===== INPUT DATA
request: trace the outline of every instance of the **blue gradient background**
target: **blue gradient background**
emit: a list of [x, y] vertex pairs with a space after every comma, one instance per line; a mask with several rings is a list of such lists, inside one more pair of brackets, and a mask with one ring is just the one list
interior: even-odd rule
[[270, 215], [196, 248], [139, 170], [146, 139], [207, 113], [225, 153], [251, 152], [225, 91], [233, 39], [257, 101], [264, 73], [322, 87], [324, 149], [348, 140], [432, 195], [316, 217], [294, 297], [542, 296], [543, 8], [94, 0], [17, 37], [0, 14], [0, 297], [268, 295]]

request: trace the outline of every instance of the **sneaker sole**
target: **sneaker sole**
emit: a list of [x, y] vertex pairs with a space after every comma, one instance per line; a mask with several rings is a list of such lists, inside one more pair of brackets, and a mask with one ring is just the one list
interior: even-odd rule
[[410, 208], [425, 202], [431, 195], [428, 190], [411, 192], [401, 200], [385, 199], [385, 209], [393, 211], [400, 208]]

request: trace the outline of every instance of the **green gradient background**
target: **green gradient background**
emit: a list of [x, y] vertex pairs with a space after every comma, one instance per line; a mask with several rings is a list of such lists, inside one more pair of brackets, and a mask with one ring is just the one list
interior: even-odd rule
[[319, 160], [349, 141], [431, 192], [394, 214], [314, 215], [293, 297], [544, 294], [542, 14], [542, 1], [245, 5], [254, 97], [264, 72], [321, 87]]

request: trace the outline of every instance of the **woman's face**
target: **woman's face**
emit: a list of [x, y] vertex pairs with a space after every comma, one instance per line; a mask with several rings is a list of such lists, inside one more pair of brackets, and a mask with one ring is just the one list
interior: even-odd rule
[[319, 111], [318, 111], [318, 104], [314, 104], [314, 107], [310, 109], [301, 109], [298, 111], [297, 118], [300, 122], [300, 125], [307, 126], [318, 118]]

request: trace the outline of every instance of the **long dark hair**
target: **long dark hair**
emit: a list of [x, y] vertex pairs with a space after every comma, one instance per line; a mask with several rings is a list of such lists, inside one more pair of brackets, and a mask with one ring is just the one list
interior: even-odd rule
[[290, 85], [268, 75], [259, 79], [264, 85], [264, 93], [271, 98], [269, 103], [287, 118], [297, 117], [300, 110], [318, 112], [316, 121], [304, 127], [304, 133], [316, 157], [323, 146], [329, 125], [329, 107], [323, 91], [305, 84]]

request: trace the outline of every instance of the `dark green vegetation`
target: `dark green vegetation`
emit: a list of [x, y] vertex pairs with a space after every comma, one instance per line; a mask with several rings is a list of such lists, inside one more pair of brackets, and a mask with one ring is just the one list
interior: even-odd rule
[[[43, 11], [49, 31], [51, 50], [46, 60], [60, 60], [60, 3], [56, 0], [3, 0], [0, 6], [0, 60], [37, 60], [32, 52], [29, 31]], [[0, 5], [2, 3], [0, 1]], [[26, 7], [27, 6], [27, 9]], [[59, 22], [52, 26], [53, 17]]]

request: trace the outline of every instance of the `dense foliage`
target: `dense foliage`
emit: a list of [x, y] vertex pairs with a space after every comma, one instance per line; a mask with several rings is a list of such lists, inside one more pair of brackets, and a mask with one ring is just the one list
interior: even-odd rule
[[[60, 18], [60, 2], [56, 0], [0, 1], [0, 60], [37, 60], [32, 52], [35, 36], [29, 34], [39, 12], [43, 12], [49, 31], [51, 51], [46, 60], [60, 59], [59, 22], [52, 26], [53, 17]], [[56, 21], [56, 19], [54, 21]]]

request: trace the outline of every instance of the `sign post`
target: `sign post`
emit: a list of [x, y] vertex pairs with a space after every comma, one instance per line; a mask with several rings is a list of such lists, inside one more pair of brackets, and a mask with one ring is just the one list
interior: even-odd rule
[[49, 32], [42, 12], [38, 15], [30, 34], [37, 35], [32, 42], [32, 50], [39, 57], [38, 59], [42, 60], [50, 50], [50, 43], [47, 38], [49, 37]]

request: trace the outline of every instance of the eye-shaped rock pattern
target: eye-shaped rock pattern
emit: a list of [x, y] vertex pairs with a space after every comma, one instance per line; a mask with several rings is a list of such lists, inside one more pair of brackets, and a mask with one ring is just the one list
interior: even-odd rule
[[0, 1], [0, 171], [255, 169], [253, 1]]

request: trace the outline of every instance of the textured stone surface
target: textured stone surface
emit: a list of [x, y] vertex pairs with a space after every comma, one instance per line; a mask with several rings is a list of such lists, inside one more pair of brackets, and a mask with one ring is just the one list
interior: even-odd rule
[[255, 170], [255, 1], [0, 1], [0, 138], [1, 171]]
==========
Reproduce the entries above in full by retyping them exactly.

request: trace the outline of every instance of the **blue gradient background**
target: **blue gradient background**
emit: a list of [x, y] vertex pairs with a space after every comma, one instance per line; a mask with several rings is a list of such lists, inside one more pair of brackets, and a mask with one ring is just the one list
interior: even-odd rule
[[270, 215], [196, 248], [139, 170], [146, 139], [207, 113], [225, 153], [251, 152], [225, 91], [233, 39], [257, 101], [264, 73], [322, 87], [324, 149], [348, 140], [432, 195], [316, 217], [294, 297], [542, 296], [543, 8], [94, 0], [17, 37], [0, 14], [0, 297], [268, 295]]

request: trace the outline of every instance of the **sneaker sole**
target: **sneaker sole**
emit: a list of [x, y] vertex pairs with a space after every comma, one instance per line; a mask with several rings is a list of such lists, inside one more pair of brackets, and a mask with one ring is just the one list
interior: even-odd rule
[[410, 208], [425, 202], [431, 195], [428, 190], [411, 192], [401, 200], [385, 199], [385, 209], [393, 211], [400, 208]]

request: trace the outline of every instance of the **green gradient background**
target: **green gradient background**
emit: a list of [x, y] vertex pairs with a space after every comma, one instance per line; a mask with several rings is a list of such lists, inside one more pair of brackets, and a mask with one ring is just the one list
interior: even-odd rule
[[319, 160], [349, 141], [431, 192], [394, 214], [314, 215], [293, 297], [544, 294], [542, 14], [542, 1], [245, 5], [254, 97], [264, 72], [321, 87]]

request: trace the outline of every instance of the **woman's face**
target: **woman's face**
emit: a list of [x, y] vertex pairs with a space after every comma, one instance per line; a mask with several rings is a list of such lists, inside one more pair of brackets, and a mask with one ring is just the one list
interior: even-odd rule
[[319, 111], [318, 111], [318, 104], [314, 104], [314, 107], [310, 109], [301, 109], [298, 111], [297, 118], [300, 122], [300, 125], [307, 126], [318, 118]]

request: trace the outline of every instance of the **long dark hair**
target: **long dark hair**
emit: a list of [x, y] vertex pairs with a space after every comma, one instance per line; a mask with several rings is a list of such lists, inside one more pair of brackets, and a mask with one ring is just the one list
interior: even-odd rule
[[290, 85], [268, 75], [259, 79], [264, 85], [264, 93], [271, 98], [269, 103], [287, 118], [297, 117], [300, 110], [318, 112], [316, 121], [304, 127], [304, 133], [316, 157], [323, 146], [329, 125], [329, 107], [323, 91], [305, 84]]

request: trace the outline of every instance of the `dark green vegetation`
target: `dark green vegetation`
emit: a list of [x, y] vertex pairs with a space after every comma, one instance per line; a mask with several rings is a list of such lists, inside one more pair of brackets, and a mask with one ring is just the one list
interior: even-odd rule
[[[43, 11], [49, 31], [51, 50], [46, 60], [60, 60], [60, 3], [56, 0], [3, 0], [0, 6], [0, 60], [37, 60], [32, 52], [29, 31]], [[0, 5], [2, 3], [0, 1]], [[26, 7], [27, 6], [27, 9]], [[59, 22], [52, 26], [53, 17]]]

request: trace the outline of every instance of the `dense foliage`
target: `dense foliage`
emit: a list of [x, y] vertex pairs with a space after every comma, one instance per line; a mask with several rings is a list of such lists, inside one more pair of brackets, and a mask with one ring is just the one list
interior: even-odd rule
[[[60, 18], [60, 2], [56, 0], [0, 1], [0, 60], [37, 60], [32, 52], [35, 36], [29, 34], [39, 12], [43, 12], [49, 31], [51, 51], [46, 60], [60, 59], [59, 22], [52, 26], [53, 17]], [[56, 21], [56, 19], [54, 21]]]

request: trace the outline of every instance of the `sign post`
target: `sign post`
emit: a list of [x, y] vertex pairs with a space after every comma, one instance per line; a mask with several rings is a list of such lists, inside one more pair of brackets, and a mask with one ring is just the one list
interior: even-odd rule
[[49, 32], [42, 12], [38, 15], [30, 34], [37, 35], [32, 42], [32, 50], [39, 57], [38, 59], [42, 60], [50, 50], [50, 43], [47, 38], [49, 37]]

request: trace the outline of every instance of the eye-shaped rock pattern
target: eye-shaped rock pattern
emit: a list of [x, y] vertex pairs with a space after every comma, one instance per line; a mask with several rings is a list of such lists, inside one more pair of brackets, and a mask with one ring is just the one list
interior: even-odd rule
[[0, 1], [0, 171], [255, 169], [253, 1]]

request: trace the outline of every instance of the textured stone surface
target: textured stone surface
emit: a list of [x, y] vertex pairs with a space after every comma, one instance per line; a mask with several rings is a list of such lists, inside one more pair of brackets, and a mask with one ring is just the one list
interior: even-odd rule
[[255, 170], [255, 1], [0, 1], [0, 138], [1, 171]]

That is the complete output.